**OBJECTIF ÉNONCÉ 1**
Résumez en deux phrases l'article sur l'architecture néoclassique en Suède et en Norvège.
**OBJECTIF ÉNONCÉ 2**
Répondez à ces questions d'après l'article sur l'architecture néoclassique en Suède et en Norvège :
(a) En quelle année Erik Palmstedt construisit-il le bâtiment des douanes ?
(b) Qui révisa les plans originaux de l'édifice du jardin botanique d'Uppsala ?
(c) Sur quel plan le palais royal d'Oslo est-il composé ?
**OBJECTIF ÉNONCÉ 3**
Indiquez si chaque affirmation concorde avec l'article sur l'architecture néoclassique en Suède et en Norvège, en citant les mots décisifs :
(a) Gustave III régna de 1771 à 1792.
(b) Hans Linstow était un architecte suédois.
(c) Les colonnes du portique du palais royal d'Oslo sont d'ordre dorique.

**ARTICLE**

◇ ◇ ◇ ◇ ◇

Suède[modifier | modifier le code]

La Bourse de Stockholm, construite en 1773 par Erik Palmstedt, encore marquée par le style rocaille dans la composition générale, mais tendant clairement au néo-classicisme.

C'est en Suède que le néoclassicisme s'imprégna le plus dans l'architecture nationale. Sa première forme, dénommée style Gustavien du nom du roi Gustave III qui régna de 1771 à 1792, découle directement du style Louis XVI. Ainsi, le château-théâtre de Gripsholm construit par Erik Palmstedt en 1781 reprend les dispositions intérieures du théâtre français, les gradins en demi-cercle étant cernés de colonnes ioniques, tandis que le décor parcimonieusement doré reprend un vocabulaire classique faisant preuve d'une certaine préciosité. Erik Palmstedt s'était distingué auparavant par l'édifice abritant la Bourse de Stockholm qu'il réalisa en 1773, ainsi que par le bâtiment des douanes, construit en 1780. Gustave III, qui avait beaucoup d'influence sur ses architectes, délaissa cependant le goût français à la suite d'un voyage en Italie (visitant Rome ainsi que le golfe de Naples), où il se prit de passion pour l'architecture antique originale, qu'il voulait importer en Suède sans autre intermédiaire. C'est ainsi qu'il fit construire en 1786 l'auditorium du théâtre de Gripsholm dans un style rappelant ce qu'il avait pu admirer à Herculaneum. Pour l'édifice du jardin botanique d'Uppsala, il fit appel à un Français, Louis-Jean Desprez, qui révisa les plans originaux dus à Olof Tempelmann afin d'y inclure un portique clairement inspiré des temples de Paestum[1].

Norvège[modifier | modifier le code]

Le palais royal d'Oslo, construit en 1823 par Hans Linstow.

L'architecture néoclassique ne se développe réellement en Norvège qu'après le rattachement du pays à la Suède en 1814, qui lui garantit bien plus d'autonomie. Ainsi, c'est dans ce style que Karl Johan, roi de Norvège et de Suède, fit édifier son palais royal à Oslo, achevé en 1823 sur les plans de l'architecte danois Hans Linstow. Ce palais constitue un ensemble architectural composé d'un bâtiment central flanqué de deux ailes latérales sur un plan en U. Les plans originaux de Linstow étaient bien plus audacieux, mais ils ne correspondaient pas à la l'échelle de la Norvège, pays alors peu développé. Le rez-de-chaussée du corps central est percé d'arcades en plein cintre, tandis que les étages supérieurs sont masqués par un imposant portique (aux colonnes d'ordre ionique colossal) surmonté d'un fronton majestueux. Linstow s'inspirera de dessins de Schinkel pour réaliser le décor intérieur, d'inspiration pompéienne. Le château s'intègre dans un ensemble urbain plus vaste, conçu par le même architecte, qui perça un vaste boulevard menant à la cathédrale, tandis que le château est mis en valeur par une grande place, distribuant plusieurs voies dont le boulevard principal[1].

◇ ◇ ◇ ◇ ◇

**DONNÉES**
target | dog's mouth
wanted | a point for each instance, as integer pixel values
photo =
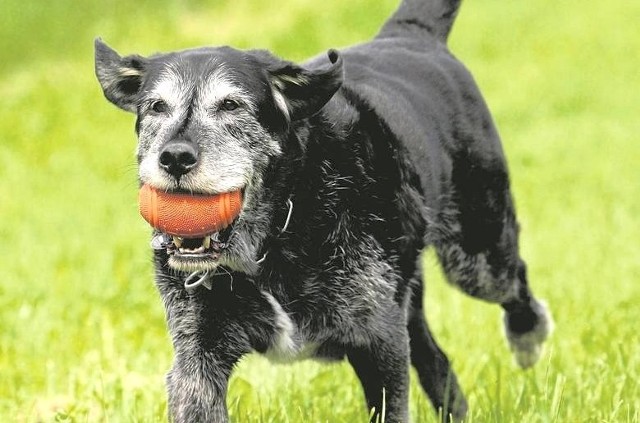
(194, 254)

◇ ◇ ◇ ◇ ◇

**RÉSULTAT 1**
En Suède, le néoclassicisme s'imprégna fortement dans l'architecture nationale, d'abord sous la forme du style gustavien issu du style Louis XVI, avant que Gustave III ne délaisse le goût français pour l'architecture antique après un voyage en Italie. En Norvège, ce style ne se développa réellement qu'après le rattachement du pays à la Suède en 1814, comme le montre le palais royal d'Oslo, achevé en 1823 sur les plans de Hans Linstow.

**RÉSULTAT 2**
(a) En 1780.
(b) Louis-Jean Desprez.
(c) Sur un plan en U.

**RÉSULTAT 3**
(a) Oui : « qui régna de 1771 à 1792 ».
(b) Non : « l'architecte danois Hans Linstow ».
(c) Non : « aux colonnes d'ordre ionique colossal ».